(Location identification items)

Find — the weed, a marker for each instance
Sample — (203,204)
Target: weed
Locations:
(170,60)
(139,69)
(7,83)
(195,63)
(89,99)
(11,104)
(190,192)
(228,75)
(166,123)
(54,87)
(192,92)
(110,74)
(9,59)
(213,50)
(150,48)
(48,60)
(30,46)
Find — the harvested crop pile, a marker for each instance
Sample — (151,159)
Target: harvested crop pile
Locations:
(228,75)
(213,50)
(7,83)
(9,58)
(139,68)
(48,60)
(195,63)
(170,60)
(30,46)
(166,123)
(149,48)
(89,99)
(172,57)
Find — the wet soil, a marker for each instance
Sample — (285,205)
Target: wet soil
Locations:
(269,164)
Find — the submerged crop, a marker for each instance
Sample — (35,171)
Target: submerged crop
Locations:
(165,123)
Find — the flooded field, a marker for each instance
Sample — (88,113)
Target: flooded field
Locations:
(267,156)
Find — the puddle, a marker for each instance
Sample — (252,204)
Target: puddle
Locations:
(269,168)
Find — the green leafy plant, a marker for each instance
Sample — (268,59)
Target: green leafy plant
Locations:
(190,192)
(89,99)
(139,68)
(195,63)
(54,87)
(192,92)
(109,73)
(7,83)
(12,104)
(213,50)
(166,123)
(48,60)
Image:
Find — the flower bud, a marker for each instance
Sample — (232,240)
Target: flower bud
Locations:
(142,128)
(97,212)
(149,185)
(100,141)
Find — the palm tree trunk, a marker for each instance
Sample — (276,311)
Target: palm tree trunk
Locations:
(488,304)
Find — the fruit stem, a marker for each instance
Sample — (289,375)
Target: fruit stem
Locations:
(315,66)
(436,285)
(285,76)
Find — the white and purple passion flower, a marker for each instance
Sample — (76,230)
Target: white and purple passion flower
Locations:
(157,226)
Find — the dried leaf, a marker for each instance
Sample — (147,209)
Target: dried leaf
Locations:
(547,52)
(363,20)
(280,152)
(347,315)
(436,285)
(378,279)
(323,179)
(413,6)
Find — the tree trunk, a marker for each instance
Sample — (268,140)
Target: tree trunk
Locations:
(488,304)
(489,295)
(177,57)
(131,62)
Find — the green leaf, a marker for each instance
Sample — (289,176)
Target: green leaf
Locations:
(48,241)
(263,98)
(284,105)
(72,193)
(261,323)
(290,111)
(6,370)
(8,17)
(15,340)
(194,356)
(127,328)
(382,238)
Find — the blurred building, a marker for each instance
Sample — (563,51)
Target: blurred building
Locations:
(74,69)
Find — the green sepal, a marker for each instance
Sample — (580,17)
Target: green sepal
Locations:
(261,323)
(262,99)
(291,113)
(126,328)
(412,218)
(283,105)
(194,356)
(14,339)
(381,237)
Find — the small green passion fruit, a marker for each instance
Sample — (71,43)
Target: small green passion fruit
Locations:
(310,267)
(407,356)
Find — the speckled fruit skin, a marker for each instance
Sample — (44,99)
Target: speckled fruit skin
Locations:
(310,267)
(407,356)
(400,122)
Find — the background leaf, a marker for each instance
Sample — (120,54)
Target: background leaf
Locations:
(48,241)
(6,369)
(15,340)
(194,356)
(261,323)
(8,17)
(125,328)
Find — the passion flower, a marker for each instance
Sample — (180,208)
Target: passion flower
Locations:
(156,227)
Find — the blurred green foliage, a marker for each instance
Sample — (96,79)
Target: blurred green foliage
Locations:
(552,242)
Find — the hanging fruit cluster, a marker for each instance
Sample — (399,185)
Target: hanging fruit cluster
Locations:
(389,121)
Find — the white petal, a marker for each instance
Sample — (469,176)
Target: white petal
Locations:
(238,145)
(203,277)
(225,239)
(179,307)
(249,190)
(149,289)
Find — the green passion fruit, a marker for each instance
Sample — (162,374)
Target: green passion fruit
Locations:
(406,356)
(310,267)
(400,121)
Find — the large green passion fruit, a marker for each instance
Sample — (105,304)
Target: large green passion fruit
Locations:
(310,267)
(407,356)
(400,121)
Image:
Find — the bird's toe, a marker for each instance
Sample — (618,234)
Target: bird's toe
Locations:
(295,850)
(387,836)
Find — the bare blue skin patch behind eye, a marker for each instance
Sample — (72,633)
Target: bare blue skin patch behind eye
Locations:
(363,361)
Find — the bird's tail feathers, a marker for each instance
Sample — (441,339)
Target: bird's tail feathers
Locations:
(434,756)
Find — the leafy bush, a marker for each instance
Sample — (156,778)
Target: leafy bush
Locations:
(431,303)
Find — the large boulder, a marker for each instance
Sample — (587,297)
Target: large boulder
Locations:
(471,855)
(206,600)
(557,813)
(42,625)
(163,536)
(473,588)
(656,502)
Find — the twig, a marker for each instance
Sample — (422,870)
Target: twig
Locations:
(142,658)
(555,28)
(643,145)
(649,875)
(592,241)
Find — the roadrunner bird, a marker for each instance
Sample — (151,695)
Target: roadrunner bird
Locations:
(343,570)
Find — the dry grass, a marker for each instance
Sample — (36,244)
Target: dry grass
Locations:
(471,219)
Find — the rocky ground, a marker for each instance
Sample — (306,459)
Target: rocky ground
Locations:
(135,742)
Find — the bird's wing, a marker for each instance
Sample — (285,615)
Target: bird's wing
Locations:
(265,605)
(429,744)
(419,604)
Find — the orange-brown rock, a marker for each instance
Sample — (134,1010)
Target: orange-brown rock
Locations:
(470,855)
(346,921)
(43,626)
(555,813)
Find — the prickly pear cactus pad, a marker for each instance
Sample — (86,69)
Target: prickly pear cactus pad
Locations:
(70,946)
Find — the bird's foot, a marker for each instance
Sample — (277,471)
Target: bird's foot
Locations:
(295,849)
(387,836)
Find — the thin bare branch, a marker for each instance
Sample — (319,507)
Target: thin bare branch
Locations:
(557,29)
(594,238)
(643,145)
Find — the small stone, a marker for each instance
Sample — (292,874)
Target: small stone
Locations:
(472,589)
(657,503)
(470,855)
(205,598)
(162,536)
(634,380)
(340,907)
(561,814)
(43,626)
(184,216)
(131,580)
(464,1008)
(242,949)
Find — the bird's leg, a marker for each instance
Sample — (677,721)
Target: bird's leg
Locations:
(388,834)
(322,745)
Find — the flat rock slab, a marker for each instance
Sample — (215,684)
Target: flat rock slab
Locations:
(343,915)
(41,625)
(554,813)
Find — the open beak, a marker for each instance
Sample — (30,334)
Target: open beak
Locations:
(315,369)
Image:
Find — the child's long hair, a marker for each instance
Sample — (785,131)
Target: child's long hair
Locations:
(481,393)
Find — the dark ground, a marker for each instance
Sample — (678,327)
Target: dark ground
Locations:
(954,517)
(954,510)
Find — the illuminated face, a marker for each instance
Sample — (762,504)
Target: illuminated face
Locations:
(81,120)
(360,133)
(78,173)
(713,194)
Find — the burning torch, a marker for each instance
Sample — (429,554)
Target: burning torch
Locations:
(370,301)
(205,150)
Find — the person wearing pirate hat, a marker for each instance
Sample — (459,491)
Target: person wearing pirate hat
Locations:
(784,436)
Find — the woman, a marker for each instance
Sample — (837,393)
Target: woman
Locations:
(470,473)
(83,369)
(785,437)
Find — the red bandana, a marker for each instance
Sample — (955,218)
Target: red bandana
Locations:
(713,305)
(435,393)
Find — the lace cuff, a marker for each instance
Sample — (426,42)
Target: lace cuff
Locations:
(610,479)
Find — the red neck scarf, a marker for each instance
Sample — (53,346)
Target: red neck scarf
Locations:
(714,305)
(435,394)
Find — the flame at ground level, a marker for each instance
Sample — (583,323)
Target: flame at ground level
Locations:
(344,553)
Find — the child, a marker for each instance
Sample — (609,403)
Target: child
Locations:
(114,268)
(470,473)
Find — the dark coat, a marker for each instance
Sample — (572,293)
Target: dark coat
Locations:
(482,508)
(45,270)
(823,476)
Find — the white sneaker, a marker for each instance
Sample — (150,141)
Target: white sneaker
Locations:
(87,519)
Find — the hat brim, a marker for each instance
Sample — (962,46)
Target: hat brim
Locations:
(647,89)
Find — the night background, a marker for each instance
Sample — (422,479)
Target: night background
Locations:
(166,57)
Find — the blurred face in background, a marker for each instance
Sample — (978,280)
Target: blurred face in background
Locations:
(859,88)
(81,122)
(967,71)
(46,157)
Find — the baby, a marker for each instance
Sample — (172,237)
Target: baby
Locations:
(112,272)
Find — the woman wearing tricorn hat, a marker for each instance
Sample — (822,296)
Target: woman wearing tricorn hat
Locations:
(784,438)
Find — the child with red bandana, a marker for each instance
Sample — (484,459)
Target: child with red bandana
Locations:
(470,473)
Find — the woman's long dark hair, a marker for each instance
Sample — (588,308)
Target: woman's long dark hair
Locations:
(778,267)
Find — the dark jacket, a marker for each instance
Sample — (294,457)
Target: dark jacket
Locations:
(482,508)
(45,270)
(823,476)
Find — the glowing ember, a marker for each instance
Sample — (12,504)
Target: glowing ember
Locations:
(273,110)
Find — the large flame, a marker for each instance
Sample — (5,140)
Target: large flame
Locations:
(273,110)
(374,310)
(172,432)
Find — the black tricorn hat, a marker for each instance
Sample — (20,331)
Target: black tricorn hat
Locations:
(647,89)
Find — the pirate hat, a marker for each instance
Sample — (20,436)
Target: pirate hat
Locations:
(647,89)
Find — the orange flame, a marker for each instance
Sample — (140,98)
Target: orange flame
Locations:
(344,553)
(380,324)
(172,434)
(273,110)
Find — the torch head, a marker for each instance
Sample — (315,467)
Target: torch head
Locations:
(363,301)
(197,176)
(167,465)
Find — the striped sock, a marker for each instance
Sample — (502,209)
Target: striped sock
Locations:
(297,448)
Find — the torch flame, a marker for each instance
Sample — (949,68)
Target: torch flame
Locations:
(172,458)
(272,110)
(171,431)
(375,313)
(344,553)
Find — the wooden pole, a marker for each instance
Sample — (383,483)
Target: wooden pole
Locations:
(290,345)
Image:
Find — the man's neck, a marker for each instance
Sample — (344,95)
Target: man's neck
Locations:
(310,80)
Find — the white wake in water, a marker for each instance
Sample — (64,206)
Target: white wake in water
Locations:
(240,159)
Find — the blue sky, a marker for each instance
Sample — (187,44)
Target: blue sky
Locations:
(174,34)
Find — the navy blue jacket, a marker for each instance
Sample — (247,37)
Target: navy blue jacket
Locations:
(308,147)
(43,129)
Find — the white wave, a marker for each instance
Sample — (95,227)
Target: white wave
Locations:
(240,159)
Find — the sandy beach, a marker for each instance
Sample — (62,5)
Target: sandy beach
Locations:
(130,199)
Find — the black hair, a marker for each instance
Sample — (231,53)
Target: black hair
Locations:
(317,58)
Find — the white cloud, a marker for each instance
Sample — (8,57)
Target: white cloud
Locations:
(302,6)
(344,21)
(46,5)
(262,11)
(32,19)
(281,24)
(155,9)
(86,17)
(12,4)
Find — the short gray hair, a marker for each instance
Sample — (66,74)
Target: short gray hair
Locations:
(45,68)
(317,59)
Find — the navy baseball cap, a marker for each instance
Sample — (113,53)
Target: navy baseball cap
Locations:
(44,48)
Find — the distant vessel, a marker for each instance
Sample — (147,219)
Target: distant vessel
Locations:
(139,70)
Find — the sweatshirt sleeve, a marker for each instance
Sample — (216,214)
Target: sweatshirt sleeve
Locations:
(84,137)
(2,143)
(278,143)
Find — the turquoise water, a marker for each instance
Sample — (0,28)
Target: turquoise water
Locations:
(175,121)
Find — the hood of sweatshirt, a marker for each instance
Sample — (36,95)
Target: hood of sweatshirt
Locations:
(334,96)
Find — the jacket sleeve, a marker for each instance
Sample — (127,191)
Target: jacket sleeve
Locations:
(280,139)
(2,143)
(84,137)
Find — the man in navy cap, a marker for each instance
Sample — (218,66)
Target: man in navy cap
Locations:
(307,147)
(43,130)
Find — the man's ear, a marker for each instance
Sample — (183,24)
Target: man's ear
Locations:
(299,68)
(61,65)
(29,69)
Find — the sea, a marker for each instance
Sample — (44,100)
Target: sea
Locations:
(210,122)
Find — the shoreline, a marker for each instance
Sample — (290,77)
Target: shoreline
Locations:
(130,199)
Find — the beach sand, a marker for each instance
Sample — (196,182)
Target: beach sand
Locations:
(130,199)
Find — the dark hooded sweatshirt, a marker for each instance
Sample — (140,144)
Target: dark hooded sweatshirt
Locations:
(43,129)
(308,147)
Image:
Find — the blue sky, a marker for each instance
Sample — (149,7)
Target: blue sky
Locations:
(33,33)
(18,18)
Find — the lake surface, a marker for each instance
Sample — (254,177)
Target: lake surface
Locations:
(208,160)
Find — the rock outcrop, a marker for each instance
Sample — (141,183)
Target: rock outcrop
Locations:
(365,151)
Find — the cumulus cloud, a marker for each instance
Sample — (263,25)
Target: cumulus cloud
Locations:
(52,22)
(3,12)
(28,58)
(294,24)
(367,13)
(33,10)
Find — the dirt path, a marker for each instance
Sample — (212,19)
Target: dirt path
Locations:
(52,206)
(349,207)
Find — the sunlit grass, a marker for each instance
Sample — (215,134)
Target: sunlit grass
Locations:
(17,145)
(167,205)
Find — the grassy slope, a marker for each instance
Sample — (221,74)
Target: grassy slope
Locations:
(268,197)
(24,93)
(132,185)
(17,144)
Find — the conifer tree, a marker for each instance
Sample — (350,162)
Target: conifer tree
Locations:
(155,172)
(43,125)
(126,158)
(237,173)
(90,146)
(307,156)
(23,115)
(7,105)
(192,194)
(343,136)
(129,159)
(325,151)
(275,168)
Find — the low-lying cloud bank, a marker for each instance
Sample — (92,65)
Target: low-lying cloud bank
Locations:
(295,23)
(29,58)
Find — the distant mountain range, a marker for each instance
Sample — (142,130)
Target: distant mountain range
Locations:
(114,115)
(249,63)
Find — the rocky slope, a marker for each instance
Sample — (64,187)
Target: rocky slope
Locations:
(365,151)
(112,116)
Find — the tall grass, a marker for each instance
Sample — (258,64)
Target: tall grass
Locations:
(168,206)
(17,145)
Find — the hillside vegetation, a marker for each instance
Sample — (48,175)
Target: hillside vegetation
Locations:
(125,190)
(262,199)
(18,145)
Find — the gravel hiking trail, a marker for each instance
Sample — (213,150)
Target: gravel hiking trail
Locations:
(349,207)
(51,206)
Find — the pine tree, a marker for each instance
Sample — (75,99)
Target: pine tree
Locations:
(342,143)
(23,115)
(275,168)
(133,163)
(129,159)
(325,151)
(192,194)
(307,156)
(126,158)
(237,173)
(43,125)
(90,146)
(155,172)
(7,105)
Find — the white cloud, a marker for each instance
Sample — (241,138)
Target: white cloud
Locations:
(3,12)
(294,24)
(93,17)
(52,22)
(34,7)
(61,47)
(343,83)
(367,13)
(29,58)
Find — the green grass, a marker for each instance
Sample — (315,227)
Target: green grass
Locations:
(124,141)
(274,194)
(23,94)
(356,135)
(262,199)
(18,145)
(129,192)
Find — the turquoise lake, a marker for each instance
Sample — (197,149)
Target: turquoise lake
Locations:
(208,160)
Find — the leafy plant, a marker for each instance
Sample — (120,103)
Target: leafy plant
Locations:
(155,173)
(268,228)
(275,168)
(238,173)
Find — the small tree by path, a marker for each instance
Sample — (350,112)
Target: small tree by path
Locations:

Instruction: Your output consists solely of the lines from the one with "Find — the green grass, a" through the last line, copied exactly.

Completed exercise:
Find — the green grass, a marker for each instance
Sample — (315,227)
Target: green grass
Locations:
(124,141)
(274,194)
(23,94)
(356,135)
(262,199)
(18,145)
(129,192)
Find — the turquoise lake, a marker for each instance
Sample — (197,149)
Target: turquoise lake
Locations:
(208,160)
Find — the leafy plant, a marker for each instance
Sample — (120,103)
Target: leafy plant
Locations:
(155,173)
(268,228)
(275,168)
(238,173)
Find — the small tree by path, a marker for each instance
Sample — (350,112)
Target: small tree by path
Locations:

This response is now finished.